Article
····················
This activity, created by Ian Luff, is a classic “thinking from the inside of a situation” that, by putting students into the minds of people in the past and simulating the dilemmas they faced, increases the complexity of students’ understanding and knowledge. Anyone glancing through the window and seeing two students walking up and down as guards, the rest of the class split between East and West Berlin might well think ‘that looks fun’ but they’d miss the intensity of the thinking that’s taking place – the ‘should we escape or stay?’ dilemma which requires students to take into account far more factors than they might if simply reading about the situation.

Here is Ian’s description.

Download

A WORD version of this activity and accompanying resources can be downloaded:

• For Activity file [ click here ]

• For Resource file [ click here ]

• For Room plan [ click here ]

Objectives

This activity is intended to give insight into the ideas and attitudes prevailing inside the DDR ( East Germany) during the period 1961-1989. It challenges the simplistic view, so often held in the West, that every citizen of the DDR was desperate to re-locate to the West German Federal Republic. This was never the case. Many never wanted to go at all; many wanted to go but were deterred by a complex interaction of factors; some wanted to go and would never be deterred by any obstacle. A great number probably flirted at some time or another with the idea of leaving, in various degrees of seriousness, and it was for these that the ‘Anti-Fascist Protection Barrier’ or Berlin Wall was intended as a means of tipping the balance in favour of staying in the East. Above all, the citizens of the DDR, as of any state, were people with families to consider. What were the factors pulling them to the West and/or tying them to the East? Many would have made their decisions on a balance of factors: perhaps this activity makes that dilemma a little more understandable.

Resources

Room plan – (downloaded above)

Pupil instruction sheets – (in Resource File, downloaded above)

• 10 ‘Type of person’ cards – one card per student so you’ll probably need to copy 3 sheets and then cut them up – (in Resource File, downloaded above).

Pull, Push and Stay in the East cards – one sheet for each student – (in Resource File, downloaded above).

Supply of carrots – basic rations for East Berliners

Supply of chocolates (e.g. chocolate buttons, ‘bite-sized’ bars), crisps etc - for West Berliners

Setting Up

1. Duplicate enough Person cards so that each student has a role.

2. Duplicate the Push, Pull, Stay in the East sheet –one for each student in East Berlin – about 75% of the class. We have included two versions – one in colour, one in black and white. Colour copying may differentiate the 3 sections more clearly.

3. Duplicate the ‘Instructions for pupils’ sheet

4. Arrange the room – see Room plan.

The Activity

Make sure you read the ‘Instructions for pupils’ card in conjunction with these points so that you are clear on each stage of the activity.
····················
[Entries drawn from a pointing dataset]
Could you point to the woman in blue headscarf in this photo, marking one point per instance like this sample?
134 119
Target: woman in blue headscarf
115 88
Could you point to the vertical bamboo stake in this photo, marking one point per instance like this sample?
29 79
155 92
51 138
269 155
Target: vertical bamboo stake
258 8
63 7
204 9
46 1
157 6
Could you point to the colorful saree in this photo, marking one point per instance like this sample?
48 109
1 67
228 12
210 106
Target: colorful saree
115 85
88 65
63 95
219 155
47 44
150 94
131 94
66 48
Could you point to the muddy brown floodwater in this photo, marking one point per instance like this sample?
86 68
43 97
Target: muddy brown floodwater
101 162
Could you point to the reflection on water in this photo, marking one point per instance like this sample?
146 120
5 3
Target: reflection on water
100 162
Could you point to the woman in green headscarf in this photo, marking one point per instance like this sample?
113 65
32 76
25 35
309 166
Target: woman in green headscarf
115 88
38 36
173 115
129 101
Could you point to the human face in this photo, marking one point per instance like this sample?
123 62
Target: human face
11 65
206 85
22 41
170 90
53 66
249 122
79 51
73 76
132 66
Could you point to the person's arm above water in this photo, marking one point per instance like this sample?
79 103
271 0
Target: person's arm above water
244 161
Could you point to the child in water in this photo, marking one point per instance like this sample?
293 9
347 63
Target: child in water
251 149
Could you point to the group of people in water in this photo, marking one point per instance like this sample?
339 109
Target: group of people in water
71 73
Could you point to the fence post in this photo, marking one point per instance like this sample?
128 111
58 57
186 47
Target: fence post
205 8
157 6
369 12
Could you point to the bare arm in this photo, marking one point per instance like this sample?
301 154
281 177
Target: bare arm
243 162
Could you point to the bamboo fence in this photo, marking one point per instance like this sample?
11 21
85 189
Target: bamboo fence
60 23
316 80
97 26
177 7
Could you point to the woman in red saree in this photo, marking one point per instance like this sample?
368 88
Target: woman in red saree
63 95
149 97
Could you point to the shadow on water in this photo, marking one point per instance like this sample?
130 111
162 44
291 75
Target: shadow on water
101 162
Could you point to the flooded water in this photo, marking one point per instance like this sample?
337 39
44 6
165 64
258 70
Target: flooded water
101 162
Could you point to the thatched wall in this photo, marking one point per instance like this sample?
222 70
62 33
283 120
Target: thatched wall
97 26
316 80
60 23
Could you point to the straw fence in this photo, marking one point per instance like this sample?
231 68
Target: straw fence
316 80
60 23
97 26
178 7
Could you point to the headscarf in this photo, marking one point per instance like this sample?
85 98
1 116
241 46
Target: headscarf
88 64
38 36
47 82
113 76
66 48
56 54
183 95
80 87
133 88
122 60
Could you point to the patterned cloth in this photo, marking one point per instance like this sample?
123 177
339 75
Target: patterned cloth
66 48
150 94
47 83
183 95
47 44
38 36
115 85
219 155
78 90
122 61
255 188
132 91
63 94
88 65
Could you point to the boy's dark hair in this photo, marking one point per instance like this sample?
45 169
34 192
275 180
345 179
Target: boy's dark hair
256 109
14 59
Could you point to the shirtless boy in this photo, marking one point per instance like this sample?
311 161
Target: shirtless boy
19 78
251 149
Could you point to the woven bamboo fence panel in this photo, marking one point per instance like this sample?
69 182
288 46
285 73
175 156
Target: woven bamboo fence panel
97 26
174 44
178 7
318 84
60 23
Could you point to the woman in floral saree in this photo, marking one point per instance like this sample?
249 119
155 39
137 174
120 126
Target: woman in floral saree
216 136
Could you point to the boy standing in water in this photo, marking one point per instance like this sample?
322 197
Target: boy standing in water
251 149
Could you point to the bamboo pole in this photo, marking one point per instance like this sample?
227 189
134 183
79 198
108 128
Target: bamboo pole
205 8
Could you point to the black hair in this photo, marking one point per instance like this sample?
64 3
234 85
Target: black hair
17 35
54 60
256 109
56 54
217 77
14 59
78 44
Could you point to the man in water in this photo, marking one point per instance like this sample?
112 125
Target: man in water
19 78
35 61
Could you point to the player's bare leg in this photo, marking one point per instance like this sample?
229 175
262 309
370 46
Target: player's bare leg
····················
Directives
**1)** Reproduce the passage of the Berlin Wall activity text that begins at the words "Pupil instruction sheets" and stops after "has a role.".
**2)** State only the number of lines in the listing that contain the string "fence", treating uppercase and lowercase as distinct.
The Berlin Wall activity text and the listing have no connection to each other.

Solutions to the tasks
**1)**
Pupil instruction sheets – (in Resource File, downloaded above)

• 10 ‘Type of person’ cards – one card per student so you’ll probably need to copy 3 sheets and then cut them up – (in Resource File, downloaded above).

Pull, Push and Stay in the East cards – one sheet for each student – (in Resource File, downloaded above).

Supply of carrots – basic rations for East Berliners

Supply of chocolates (e.g. chocolate buttons, ‘bite-sized’ bars), crisps etc - for West Berliners

Setting Up

1. Duplicate enough Person cards so that each student has a role.

**2)** 8